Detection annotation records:
# # #

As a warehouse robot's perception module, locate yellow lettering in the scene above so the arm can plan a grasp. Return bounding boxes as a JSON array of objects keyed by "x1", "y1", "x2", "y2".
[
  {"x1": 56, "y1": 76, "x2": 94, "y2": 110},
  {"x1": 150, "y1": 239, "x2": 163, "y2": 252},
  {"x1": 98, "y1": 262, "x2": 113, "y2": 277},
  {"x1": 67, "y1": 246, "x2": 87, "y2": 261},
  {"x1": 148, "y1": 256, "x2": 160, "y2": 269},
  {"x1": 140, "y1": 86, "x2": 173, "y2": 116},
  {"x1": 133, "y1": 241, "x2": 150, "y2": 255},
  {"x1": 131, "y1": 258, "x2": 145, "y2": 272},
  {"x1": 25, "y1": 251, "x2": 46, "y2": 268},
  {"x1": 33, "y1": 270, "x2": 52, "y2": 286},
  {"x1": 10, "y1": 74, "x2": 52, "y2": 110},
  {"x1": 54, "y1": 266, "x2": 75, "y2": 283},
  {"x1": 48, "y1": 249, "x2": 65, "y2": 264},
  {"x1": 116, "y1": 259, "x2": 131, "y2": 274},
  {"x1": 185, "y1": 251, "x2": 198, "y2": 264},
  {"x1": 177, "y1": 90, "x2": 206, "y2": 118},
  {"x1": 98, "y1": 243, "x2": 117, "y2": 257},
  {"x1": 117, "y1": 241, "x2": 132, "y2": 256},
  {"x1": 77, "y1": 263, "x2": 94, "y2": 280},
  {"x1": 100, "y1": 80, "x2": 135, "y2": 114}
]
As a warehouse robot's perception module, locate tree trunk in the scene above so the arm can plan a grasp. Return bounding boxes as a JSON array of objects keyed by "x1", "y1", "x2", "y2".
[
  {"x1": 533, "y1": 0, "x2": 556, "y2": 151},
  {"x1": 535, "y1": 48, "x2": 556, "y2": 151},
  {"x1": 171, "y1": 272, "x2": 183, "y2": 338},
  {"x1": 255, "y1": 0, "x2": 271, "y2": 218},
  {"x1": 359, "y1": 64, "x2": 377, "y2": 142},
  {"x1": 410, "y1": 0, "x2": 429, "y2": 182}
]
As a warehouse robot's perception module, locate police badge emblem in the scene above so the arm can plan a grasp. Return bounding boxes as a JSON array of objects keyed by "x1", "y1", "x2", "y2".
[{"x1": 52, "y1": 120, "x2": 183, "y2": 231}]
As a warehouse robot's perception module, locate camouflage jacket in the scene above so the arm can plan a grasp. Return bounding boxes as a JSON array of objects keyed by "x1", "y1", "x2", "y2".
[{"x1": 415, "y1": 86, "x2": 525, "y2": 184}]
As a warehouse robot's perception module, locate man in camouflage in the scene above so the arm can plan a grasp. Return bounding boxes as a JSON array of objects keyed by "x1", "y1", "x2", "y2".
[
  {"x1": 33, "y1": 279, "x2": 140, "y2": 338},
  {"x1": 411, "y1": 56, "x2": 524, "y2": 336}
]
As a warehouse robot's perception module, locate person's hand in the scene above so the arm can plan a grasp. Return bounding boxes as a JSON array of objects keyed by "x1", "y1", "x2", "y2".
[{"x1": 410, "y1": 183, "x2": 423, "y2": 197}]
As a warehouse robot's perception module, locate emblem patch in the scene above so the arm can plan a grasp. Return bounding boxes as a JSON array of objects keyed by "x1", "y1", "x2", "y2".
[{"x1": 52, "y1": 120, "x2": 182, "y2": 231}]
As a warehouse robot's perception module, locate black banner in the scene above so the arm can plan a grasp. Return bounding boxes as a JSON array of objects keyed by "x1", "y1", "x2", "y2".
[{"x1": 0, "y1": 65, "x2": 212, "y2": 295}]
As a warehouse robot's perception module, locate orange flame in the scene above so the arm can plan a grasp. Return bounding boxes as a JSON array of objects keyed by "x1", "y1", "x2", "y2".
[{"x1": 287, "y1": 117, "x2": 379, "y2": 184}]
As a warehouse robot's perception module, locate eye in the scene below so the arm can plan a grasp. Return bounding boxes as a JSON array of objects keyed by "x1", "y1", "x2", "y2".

# # #

### [Work to be completed]
Give back the lines of the listing from the one with "As a warehouse robot's perception module, locate emblem" through the end, both included, exactly as written and with nothing added.

### [Written answer]
As a warehouse robot's perception module, locate emblem patch in the scene above so the arm can plan a grasp. Return bounding boxes as a JSON array of objects keyed by "x1", "y1", "x2", "y2".
[{"x1": 52, "y1": 120, "x2": 182, "y2": 231}]
As a warehouse robot's perception module, locate black banner in the scene above so the arm can plan a grasp. Return bounding boxes as a JSON array of objects keyed by "x1", "y1", "x2", "y2".
[{"x1": 0, "y1": 65, "x2": 212, "y2": 295}]
As a warehouse robot's perception module, locate orange flame in the scene above so the arm can plan a grasp. Return bounding boxes as a JSON array of objects keyed by "x1", "y1", "x2", "y2".
[{"x1": 287, "y1": 117, "x2": 379, "y2": 184}]
As a warehouse robot's perception module, locate eye in the scene below so the arm can plan a grasp. Return bounding boxes as a JSON array of objects keyed by "x1", "y1", "x2", "y2".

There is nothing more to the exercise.